━━━ Teks Dokumen ━━━
Ini lalu mengantar pada kesimpulan mba soal ‘tidak ada yang menularkan tradisi makanan’. Ini yang mba bilang, yang tersurat, yang terdengar, yang eksplisit, yang salient. Yang tidak mba bilang, yang tersirat, yang tidak terdengar, yang implisit, yang silent, adalah: karena mereka ga pernah ketemu orang kaya saya, yang ahli soal makanan.. karena mereka ga ketemu budaya saya.. kalo ketemu pasti mereka lalu bisa diajar soal rasa biar bisa menyesuaikan dengan rasa saya, lidah saya. Jadi besok-besok kalau saya datang, makanannya sudah enak karena sudah sesuai lidah saya.
━━━ Data yang Ditampilkan ━━━
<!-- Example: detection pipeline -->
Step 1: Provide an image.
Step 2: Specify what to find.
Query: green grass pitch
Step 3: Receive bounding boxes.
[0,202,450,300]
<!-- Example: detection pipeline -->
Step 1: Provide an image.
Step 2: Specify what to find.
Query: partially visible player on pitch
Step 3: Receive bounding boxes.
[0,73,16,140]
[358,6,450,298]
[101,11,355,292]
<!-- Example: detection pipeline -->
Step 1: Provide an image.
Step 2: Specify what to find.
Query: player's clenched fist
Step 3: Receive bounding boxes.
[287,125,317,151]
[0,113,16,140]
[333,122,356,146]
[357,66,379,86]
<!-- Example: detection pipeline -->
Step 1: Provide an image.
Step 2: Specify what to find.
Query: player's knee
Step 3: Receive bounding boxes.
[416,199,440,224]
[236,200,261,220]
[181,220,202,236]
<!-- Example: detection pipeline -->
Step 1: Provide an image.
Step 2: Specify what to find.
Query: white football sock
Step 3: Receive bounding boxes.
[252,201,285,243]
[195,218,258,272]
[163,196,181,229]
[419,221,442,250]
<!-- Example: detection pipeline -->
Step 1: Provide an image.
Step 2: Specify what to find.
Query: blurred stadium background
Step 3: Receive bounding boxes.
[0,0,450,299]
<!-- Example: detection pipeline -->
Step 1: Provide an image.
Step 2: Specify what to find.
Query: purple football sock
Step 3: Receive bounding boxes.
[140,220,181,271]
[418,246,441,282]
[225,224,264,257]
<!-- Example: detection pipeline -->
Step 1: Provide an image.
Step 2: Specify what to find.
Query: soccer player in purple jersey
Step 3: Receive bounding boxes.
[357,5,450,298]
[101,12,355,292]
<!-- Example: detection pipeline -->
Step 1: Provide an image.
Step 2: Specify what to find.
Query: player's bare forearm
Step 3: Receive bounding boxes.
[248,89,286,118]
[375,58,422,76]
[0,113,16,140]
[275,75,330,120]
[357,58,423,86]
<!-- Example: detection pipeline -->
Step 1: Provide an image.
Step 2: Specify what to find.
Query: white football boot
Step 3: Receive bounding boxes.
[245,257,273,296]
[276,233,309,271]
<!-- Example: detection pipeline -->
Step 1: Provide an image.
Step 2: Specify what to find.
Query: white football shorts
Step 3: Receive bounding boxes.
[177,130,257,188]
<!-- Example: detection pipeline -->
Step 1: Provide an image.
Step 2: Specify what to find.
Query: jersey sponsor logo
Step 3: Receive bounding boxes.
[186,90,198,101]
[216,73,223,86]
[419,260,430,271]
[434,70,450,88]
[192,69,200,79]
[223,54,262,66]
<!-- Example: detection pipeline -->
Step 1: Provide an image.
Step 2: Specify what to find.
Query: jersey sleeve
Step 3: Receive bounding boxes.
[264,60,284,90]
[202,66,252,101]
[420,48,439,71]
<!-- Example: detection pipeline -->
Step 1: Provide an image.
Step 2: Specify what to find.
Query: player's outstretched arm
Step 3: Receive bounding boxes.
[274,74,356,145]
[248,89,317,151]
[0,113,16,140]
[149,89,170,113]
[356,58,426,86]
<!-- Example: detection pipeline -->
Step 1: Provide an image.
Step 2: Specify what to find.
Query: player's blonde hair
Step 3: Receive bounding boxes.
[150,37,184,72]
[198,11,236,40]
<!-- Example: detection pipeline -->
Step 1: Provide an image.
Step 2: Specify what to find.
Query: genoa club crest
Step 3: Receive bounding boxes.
━━━
» Deskripsi Tugas: Tuliskan kembali tanpa perubahan bagian teks tentang tradisi makanan di atas, mulai dari "Ini lalu mengantar" terus ke bawah sampai "sesuai lidah saya.".

» Penyelesaian Tugas:
Ini lalu mengantar pada kesimpulan mba soal ‘tidak ada yang menularkan tradisi makanan’. Ini yang mba bilang, yang tersurat, yang terdengar, yang eksplisit, yang salient. Yang tidak mba bilang, yang tersirat, yang tidak terdengar, yang implisit, yang silent, adalah: karena mereka ga pernah ketemu orang kaya saya, yang ahli soal makanan.. karena mereka ga ketemu budaya saya.. kalo ketemu pasti mereka lalu bisa diajar soal rasa biar bisa menyesuaikan dengan rasa saya, lidah saya. Jadi besok-besok kalau saya datang, makanannya sudah enak karena sudah sesuai lidah saya.